Restate each of the lines given below, word for word.

# Dataset excerpt:
════════════════════
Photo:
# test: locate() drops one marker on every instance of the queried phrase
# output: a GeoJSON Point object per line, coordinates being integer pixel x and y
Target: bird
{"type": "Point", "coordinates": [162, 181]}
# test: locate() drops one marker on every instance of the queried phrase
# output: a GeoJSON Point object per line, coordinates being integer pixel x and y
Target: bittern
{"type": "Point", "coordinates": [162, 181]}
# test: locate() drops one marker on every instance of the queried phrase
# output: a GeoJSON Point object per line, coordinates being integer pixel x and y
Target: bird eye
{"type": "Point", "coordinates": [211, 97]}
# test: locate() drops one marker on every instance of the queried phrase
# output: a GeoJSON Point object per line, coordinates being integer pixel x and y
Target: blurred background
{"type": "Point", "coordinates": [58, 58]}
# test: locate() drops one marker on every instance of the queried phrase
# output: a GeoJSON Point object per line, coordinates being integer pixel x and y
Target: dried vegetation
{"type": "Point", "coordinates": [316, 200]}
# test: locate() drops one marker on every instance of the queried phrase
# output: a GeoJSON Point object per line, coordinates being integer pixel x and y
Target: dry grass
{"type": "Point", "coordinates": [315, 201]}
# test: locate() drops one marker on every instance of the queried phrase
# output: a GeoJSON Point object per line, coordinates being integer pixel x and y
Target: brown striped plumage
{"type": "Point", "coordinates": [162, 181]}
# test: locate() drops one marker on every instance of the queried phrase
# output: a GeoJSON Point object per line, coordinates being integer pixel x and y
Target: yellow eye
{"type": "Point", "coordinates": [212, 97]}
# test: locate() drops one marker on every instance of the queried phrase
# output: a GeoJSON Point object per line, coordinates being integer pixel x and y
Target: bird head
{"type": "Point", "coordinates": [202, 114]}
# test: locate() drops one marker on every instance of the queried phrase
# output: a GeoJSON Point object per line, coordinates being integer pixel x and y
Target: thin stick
════════════════════
# WRITTEN SOLUTION:
Photo:
# test: locate() drops one marker on every instance of the queried phrase
# output: a GeoJSON Point object per line, coordinates being integer pixel x and y
Target: bird
{"type": "Point", "coordinates": [162, 181]}
# test: locate() drops one marker on every instance of the queried phrase
# output: a GeoJSON Point object per line, coordinates being integer pixel x and y
Target: bittern
{"type": "Point", "coordinates": [162, 181]}
# test: locate() drops one marker on every instance of the queried phrase
# output: a GeoJSON Point object per line, coordinates being integer pixel x and y
Target: bird eye
{"type": "Point", "coordinates": [211, 97]}
# test: locate() drops one marker on every instance of the queried phrase
# output: a GeoJSON Point object per line, coordinates being integer pixel x and y
Target: blurred background
{"type": "Point", "coordinates": [58, 58]}
# test: locate() drops one marker on every instance of the queried phrase
# output: a GeoJSON Point object per line, coordinates being integer pixel x and y
Target: dried vegetation
{"type": "Point", "coordinates": [316, 200]}
# test: locate() drops one marker on every instance of the queried phrase
# output: a GeoJSON Point object per line, coordinates being integer pixel x and y
Target: dry grass
{"type": "Point", "coordinates": [315, 201]}
# test: locate() drops one marker on every instance of the queried phrase
# output: a GeoJSON Point object per line, coordinates being integer pixel x and y
Target: brown striped plumage
{"type": "Point", "coordinates": [162, 181]}
# test: locate() drops one marker on every instance of the queried phrase
# output: a GeoJSON Point object per line, coordinates being integer pixel x and y
Target: yellow eye
{"type": "Point", "coordinates": [212, 97]}
# test: locate() drops one marker on every instance of the queried phrase
# output: a GeoJSON Point object per line, coordinates being integer pixel x and y
Target: bird head
{"type": "Point", "coordinates": [202, 114]}
# test: locate() drops one marker on every instance of the queried phrase
# output: a GeoJSON Point object per line, coordinates being integer pixel x and y
Target: thin stick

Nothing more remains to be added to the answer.